> **SELECTED EXTRACT**
But there's nothing special about exFAT. The same is true of any Microsoft patented technology. If you're not an OIN member, you're not covered by its patent-protection pool.

Some people may ask, "Why is it so hard to say this patent is OK for this program?" But that's based on a fundamental misunderstanding of how software patents work. They describe a high-level view of how a program does a task.

"There is no one to one match between code and patent," Boehm explained.

Additionally, if your program isn't open-source or falls outside the Linux System definition, you're not covered. For example, Microsoft has over 40 blockchain patents. None of those are actively covered by the OIN because blockchain isn't part of the Linux System. Yet.

Boehm said that, in a few years, the open-source Hyperledger blockchain will probably become part of the Linux System. But, until that happens, all the OIN members' blockchain patents are, practically speaking, outside the patent pool.

Records of labeled points
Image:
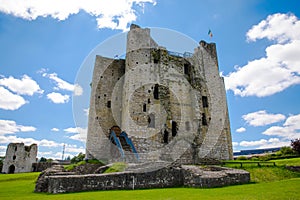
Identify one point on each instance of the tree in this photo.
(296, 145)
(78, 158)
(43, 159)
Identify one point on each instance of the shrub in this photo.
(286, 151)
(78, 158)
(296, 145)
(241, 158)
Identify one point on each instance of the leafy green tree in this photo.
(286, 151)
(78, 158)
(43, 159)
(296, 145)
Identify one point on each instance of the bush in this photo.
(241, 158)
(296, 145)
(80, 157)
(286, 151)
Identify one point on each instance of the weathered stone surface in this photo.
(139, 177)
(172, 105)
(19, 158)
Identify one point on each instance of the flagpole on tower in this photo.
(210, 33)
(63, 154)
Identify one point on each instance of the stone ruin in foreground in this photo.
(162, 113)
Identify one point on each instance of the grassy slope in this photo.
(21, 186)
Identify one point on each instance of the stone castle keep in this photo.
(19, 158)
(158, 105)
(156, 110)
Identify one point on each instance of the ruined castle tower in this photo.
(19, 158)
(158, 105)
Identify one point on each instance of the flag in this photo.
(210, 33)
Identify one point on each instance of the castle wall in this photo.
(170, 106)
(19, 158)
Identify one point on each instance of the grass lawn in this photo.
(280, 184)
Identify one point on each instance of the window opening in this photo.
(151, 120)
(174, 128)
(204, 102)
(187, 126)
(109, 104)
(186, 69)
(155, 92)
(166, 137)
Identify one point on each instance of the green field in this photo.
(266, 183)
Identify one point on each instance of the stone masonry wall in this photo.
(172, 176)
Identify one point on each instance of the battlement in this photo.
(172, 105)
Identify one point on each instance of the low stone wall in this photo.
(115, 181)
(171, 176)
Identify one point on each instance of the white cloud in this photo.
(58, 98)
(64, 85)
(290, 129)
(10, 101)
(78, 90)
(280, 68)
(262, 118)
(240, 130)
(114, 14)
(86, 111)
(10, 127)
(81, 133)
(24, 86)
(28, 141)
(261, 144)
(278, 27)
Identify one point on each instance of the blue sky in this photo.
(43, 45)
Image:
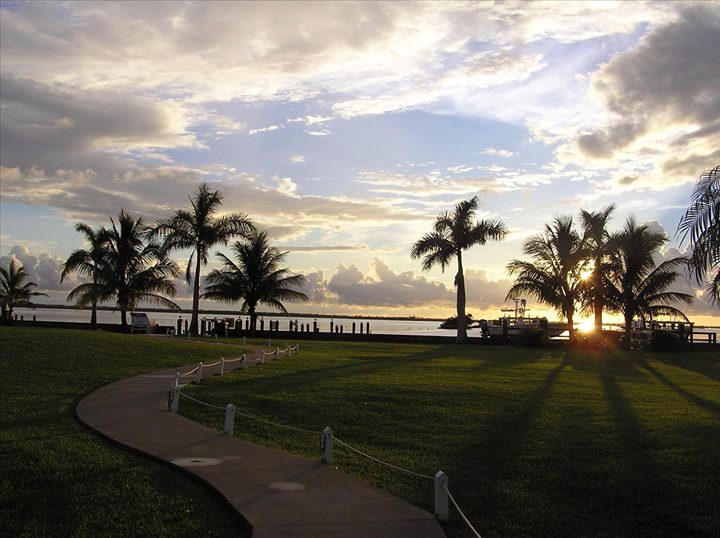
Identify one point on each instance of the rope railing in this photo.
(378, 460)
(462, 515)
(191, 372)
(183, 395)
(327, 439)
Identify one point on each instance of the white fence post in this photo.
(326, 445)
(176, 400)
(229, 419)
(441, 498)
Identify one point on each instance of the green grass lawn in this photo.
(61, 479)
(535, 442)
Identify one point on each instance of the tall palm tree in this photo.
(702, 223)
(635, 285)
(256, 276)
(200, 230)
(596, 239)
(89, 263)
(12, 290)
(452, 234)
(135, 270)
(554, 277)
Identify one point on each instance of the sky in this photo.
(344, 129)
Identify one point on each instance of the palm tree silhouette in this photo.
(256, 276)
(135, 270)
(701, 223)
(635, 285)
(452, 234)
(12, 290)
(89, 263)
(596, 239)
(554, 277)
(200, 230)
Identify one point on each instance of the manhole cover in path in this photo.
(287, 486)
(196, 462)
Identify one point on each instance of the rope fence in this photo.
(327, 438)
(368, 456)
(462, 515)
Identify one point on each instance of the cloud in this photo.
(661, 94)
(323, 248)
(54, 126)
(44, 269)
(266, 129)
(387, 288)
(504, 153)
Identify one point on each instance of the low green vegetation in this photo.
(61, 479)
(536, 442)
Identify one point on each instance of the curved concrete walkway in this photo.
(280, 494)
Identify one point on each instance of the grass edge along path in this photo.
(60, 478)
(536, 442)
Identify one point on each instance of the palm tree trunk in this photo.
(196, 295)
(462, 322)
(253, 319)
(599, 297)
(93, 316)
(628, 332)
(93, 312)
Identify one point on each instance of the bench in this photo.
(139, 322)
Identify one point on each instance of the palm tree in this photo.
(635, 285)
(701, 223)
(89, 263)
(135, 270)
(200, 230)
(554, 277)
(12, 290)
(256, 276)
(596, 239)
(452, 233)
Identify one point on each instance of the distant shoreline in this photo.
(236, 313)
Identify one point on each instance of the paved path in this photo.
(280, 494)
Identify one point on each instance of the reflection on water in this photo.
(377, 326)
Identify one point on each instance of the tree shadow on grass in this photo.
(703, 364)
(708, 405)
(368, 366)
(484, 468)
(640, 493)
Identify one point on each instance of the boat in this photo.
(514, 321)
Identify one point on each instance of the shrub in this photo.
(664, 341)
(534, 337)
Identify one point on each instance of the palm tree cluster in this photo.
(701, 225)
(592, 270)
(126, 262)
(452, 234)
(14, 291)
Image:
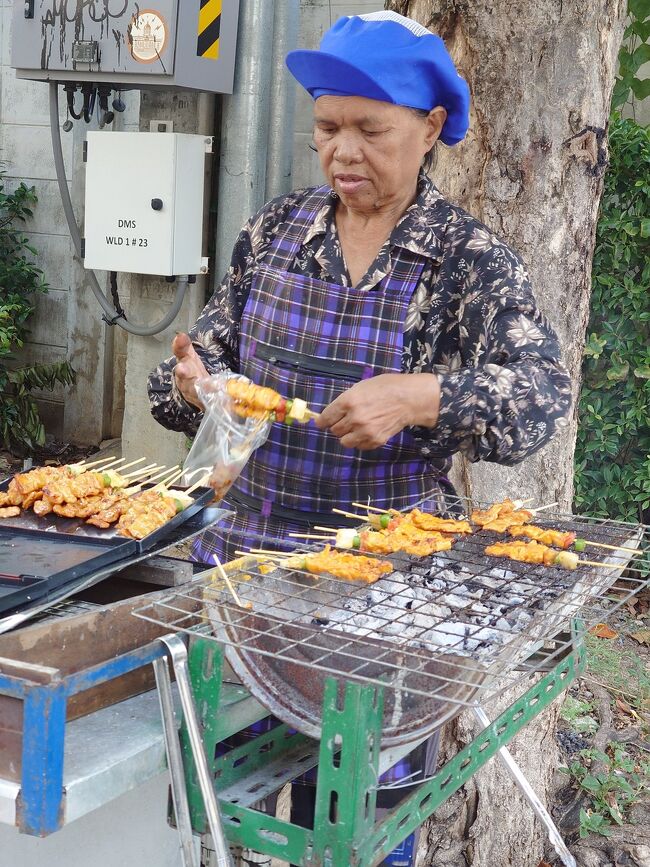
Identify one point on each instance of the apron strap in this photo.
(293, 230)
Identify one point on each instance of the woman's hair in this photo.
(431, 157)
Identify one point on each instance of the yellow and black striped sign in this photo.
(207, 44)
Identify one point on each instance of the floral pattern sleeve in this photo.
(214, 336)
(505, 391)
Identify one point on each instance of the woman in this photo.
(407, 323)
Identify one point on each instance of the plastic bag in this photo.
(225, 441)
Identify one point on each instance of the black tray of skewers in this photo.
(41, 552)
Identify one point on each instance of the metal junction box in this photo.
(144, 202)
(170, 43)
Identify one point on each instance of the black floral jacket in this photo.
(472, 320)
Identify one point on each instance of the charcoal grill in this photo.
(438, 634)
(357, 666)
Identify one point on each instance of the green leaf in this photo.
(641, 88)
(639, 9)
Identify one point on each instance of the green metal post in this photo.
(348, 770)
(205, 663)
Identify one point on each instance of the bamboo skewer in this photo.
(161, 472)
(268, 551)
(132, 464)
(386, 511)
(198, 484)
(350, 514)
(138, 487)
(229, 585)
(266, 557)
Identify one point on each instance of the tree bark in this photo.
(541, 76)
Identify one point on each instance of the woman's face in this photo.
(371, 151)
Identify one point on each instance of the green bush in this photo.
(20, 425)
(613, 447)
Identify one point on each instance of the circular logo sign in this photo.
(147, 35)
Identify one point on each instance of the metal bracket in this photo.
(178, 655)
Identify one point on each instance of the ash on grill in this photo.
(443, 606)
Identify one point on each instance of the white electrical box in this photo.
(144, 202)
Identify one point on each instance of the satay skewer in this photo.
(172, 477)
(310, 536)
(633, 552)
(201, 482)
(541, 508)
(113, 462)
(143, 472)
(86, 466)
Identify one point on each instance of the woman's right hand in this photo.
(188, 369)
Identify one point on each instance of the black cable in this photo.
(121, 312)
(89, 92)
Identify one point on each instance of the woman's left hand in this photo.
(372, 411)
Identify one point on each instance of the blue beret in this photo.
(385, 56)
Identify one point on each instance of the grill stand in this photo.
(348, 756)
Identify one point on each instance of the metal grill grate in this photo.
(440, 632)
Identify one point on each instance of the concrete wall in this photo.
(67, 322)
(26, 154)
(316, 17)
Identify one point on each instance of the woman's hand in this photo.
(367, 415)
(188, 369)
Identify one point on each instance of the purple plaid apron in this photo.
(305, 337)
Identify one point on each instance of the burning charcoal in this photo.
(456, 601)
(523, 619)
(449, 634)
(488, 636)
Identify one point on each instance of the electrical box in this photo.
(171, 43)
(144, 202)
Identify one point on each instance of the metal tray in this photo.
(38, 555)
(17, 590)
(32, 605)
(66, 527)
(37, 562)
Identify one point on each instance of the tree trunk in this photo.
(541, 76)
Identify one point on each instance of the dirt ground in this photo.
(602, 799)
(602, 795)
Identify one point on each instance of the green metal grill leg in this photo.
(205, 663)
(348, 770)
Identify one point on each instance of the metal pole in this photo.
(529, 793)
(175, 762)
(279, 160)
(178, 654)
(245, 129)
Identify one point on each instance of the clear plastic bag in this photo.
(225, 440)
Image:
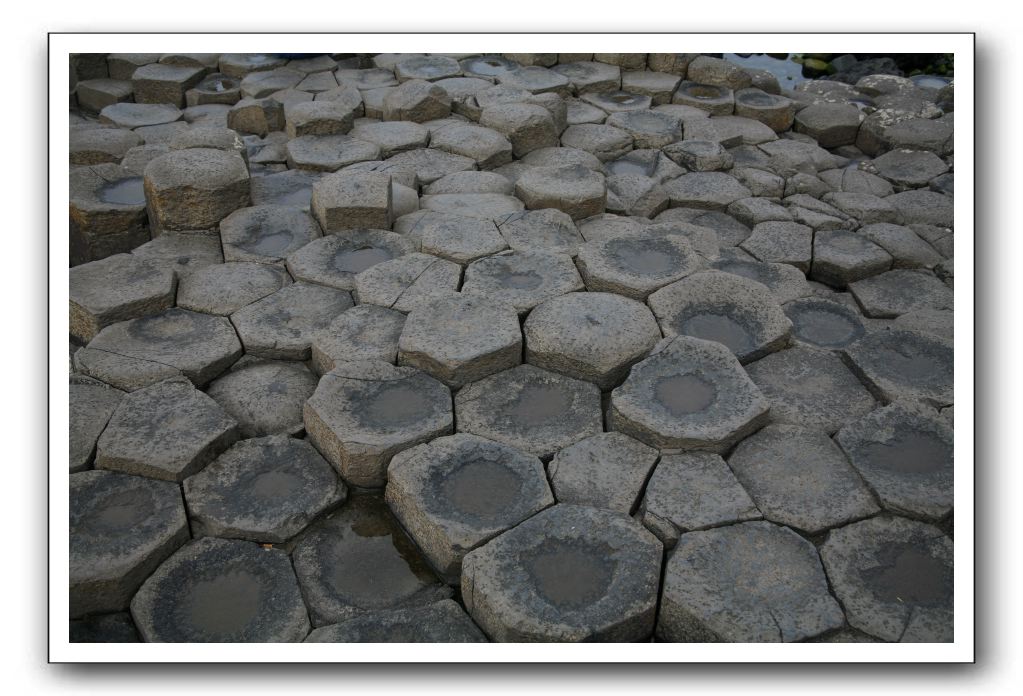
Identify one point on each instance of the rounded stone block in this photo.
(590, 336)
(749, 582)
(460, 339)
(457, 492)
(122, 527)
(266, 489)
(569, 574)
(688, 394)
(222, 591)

> **OBJECTIVES**
• a. According to the patent passage, how many blockchain patents does Microsoft have?
• b. List every line of the rows that contains the word "lawn".

> **RESULTS OF THE EXERCISE**
• a. Microsoft has over 40 blockchain patents.

• b.
Identify one point on each instance of the grass lawn in this photo.
Identify one point on each instance of the green grass lawn in this photo.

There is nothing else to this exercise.